> [Record excerpts]
──────

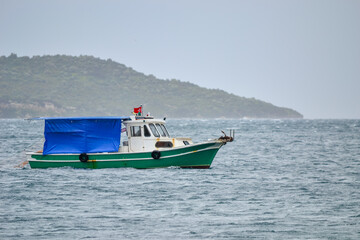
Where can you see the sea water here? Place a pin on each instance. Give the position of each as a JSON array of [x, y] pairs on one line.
[[280, 179]]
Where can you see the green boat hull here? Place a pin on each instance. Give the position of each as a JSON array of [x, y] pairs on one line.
[[191, 156]]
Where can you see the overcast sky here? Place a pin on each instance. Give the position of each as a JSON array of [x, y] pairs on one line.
[[303, 55]]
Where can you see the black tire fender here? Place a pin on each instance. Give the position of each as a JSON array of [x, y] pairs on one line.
[[156, 154], [83, 157]]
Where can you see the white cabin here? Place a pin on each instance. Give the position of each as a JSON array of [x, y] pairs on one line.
[[146, 134]]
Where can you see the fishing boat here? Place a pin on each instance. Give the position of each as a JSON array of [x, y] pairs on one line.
[[95, 142]]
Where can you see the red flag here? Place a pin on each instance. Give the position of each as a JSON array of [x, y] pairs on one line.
[[137, 110]]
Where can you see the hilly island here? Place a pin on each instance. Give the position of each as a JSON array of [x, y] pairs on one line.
[[63, 85]]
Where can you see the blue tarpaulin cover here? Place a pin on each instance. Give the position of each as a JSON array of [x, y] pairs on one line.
[[82, 135]]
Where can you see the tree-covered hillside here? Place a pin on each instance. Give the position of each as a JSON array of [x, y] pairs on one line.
[[86, 86]]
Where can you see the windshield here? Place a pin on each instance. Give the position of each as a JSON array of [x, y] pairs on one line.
[[161, 130]]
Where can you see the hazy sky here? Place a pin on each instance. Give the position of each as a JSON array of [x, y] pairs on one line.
[[299, 54]]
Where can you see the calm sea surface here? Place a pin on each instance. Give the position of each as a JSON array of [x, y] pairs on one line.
[[280, 179]]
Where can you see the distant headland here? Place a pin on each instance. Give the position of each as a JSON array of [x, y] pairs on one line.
[[63, 85]]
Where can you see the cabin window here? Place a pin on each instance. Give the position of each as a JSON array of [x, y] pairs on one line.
[[146, 131], [153, 130], [136, 131], [163, 144], [161, 130], [164, 130]]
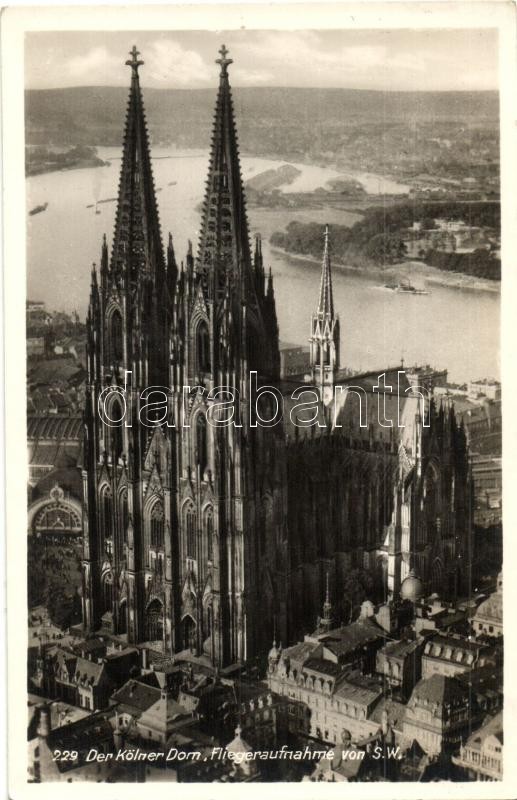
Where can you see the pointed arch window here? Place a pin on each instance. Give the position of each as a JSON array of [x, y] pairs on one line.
[[190, 528], [124, 515], [209, 533], [203, 347], [115, 435], [107, 517], [201, 443], [116, 341], [157, 525], [108, 592]]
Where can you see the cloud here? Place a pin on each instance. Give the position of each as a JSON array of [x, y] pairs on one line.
[[168, 63], [95, 64]]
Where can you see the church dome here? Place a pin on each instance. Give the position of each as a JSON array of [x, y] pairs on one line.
[[238, 745], [274, 653], [412, 588]]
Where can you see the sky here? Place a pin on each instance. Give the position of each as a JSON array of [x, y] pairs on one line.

──────

> [Set problem] Reproduce every line of the material above word for word, omitting the pictures.

> [Output]
Where can you see the sea water here? Place a pin on each instance. Give the position of each as a JSON array of [x, y] pairs on one line.
[[280, 179]]
Where can you see the green boat hull here? Place a pin on each instance. Give the position of each as a JSON array of [x, y] pairs on one line.
[[191, 156]]
Where can you see the overcast sky here? Place a pin on each instance. Give the position of each as a JSON array of [x, y] pairs on one line.
[[303, 55]]
Where can you see the black tire fender here? Place a pin on each instance. Give the position of each as a JSON array of [x, y] pairs on one line.
[[156, 154], [83, 157]]
Where can you see the white cabin here? Place a pin on each instance. Give the position of each as a JSON array of [x, y] pairs on one line.
[[146, 134]]
Where can you see the fishing boat here? Place a pin on each instance. Give the position of each as a JSON array of [x, y] pairs on one line.
[[95, 142]]
Where can you see the red flag here? Place a pin on each instance. Give the position of each as a JSON array of [x, y] pairs on one line.
[[137, 110]]
Where can you see the hilly island here? Place a pin on each instance. Give the position of each as a JSON array of [x, y] pairs on one line.
[[63, 85]]
Where can you see the blue tarpaulin cover here? Place a pin on each instance. Give the position of each as a JSON array of [x, y] pairs on one line.
[[82, 135]]
Where can you see the tree-covered hillside here? Place a pin on each instance. Give the position of each as a JSON array of [x, y] pairs on one line.
[[86, 86]]
Where can you see the windshield here? Place a pin on each instance. Give the position of each as a JSON array of [x, y] pairs on one line.
[[161, 130]]
Where can you see the hazy sky here? Place a pin on each instance. Give the position of each as a JSON array of [x, y] pairs on one line.
[[299, 54]]
Where can you see the calm sea surface here? Place a pin on each instance. Give the position of each as a JSON array of [x, y] pairs on one line.
[[280, 179]]
Where can you see the distant headland here? Place a pin on each instance. Give the position of each as a JSON array of [x, y] pairs on one line.
[[63, 85]]
Where can you see the cabin window here? Place a pin on each instance. Give the position of each as a JSON array of [x, y] pairs on one line.
[[146, 131], [153, 130], [136, 131], [163, 144], [161, 130], [164, 130]]
Where can you see the pointed arch window here? Place a pin on each instance. Give the position of each as a JSON array of [x, y] pairs on one line.
[[190, 528], [124, 515], [209, 533], [203, 347], [115, 435], [107, 517], [201, 443], [116, 341], [157, 525], [108, 592]]
Where can you see the cloud here? Place a pin on each instance. Give the position of each as a JSON array of [x, y] pairs on one line.
[[168, 63], [95, 64]]
Where can you see the church dome here? Place a pin on each instance. Give the position of each as a JSON array of [x, y] pairs on one line.
[[238, 745], [274, 653], [412, 588]]
Where can you see the sky here? Place a pin on each instance. Give the position of each as a JSON array of [x, y] pairs on one line.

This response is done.